**Task to complete:** Retype the data below without altering anything.

**Exercise material:**

□ □ □ □

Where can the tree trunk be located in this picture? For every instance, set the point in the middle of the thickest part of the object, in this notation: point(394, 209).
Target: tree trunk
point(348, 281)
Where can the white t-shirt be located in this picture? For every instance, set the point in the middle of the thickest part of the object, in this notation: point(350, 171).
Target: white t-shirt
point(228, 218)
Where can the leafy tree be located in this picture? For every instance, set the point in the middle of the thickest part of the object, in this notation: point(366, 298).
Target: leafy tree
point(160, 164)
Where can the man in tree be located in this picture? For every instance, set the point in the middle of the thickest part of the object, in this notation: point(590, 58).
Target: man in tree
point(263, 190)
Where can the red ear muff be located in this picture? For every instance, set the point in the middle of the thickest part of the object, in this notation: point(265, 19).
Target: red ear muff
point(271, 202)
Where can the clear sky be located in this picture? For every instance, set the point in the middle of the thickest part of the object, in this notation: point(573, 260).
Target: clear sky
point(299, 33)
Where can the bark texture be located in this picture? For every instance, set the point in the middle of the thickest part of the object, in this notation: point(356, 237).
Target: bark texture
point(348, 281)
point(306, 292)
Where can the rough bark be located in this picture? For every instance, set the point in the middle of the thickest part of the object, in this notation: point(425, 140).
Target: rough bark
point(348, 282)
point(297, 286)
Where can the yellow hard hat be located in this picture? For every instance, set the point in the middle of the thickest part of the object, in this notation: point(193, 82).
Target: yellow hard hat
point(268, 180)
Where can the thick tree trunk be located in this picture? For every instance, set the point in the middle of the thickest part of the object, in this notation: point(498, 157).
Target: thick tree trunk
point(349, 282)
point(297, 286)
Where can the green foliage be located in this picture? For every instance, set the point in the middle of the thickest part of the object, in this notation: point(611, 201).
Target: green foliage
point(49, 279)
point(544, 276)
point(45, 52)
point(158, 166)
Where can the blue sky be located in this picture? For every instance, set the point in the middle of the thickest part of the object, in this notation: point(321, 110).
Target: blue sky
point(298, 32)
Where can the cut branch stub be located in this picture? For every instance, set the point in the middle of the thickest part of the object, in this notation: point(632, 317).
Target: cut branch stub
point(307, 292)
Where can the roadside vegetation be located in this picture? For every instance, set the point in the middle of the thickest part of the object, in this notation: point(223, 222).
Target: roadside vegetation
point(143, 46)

□ □ □ □

**Full output:**
Where can the tree trunk be located in this picture? For every instance, set the point in the middle of the thickest part of the object, in this notation: point(394, 209).
Target: tree trunk
point(348, 281)
Where can the white t-shirt be located in this picture? For every instance, set the point in the middle of the thickest part of the object, in this notation: point(350, 171).
Target: white t-shirt
point(228, 218)
Where can the leafy tree be located in this picture? For every instance, set the point in the middle of the thickest part of the object, in this notation: point(366, 298).
Target: leafy tree
point(160, 164)
Where can the man in tree be located in this picture? For every instance, set the point in the middle of the thickest part of the object, in this notation: point(590, 58).
Target: man in tree
point(263, 190)
Where can the red ear muff be located in this picture? For every instance, set the point in the middle of the thickest part of the object, in this notation: point(265, 19).
Target: red ear muff
point(271, 202)
Where can the clear sky be located in this picture? For every instance, set the point in the middle of the thickest part of the object, in this notation: point(573, 260).
Target: clear sky
point(299, 33)
Where can the bark texture be located in this picture? For every instance, set the point in the middle of the thickest part of the object, in this notation: point(356, 237).
Target: bark texture
point(348, 281)
point(306, 292)
Where can the rough bark be located in this picture? For every instance, set the point in the middle of the thickest part of the object, in this notation: point(425, 140).
Target: rough bark
point(348, 282)
point(297, 286)
Where can the yellow hard hat be located in this picture? For every instance, set the point in the middle of the thickest part of the object, in this notation: point(193, 82).
Target: yellow hard hat
point(268, 180)
Where can the thick tree trunk be located in this picture? For every instance, set the point in the middle of the thickest part of the object, in this notation: point(498, 157).
Target: thick tree trunk
point(349, 282)
point(297, 286)
Where can the green foliage be located in this picture? For every instance, set the point in the middle of the thickest part of the object, in this notation: point(611, 201).
Target: green foliage
point(49, 279)
point(544, 276)
point(45, 52)
point(158, 166)
Where can the blue sky be located in this picture? For every instance, set the point in the middle of the thickest part of the object, in this notation: point(321, 110).
Target: blue sky
point(298, 32)
Where can the cut branch stub be located in this picture? For every instance, set the point in the middle of the thickest part of the object, in this notation: point(632, 317).
Target: cut branch stub
point(307, 292)
Where can the roadside vegetation be located in this picture? For every instance, set the point in the middle of the thickest part of the object, in this notation: point(223, 222).
Target: roadside vegetation
point(143, 46)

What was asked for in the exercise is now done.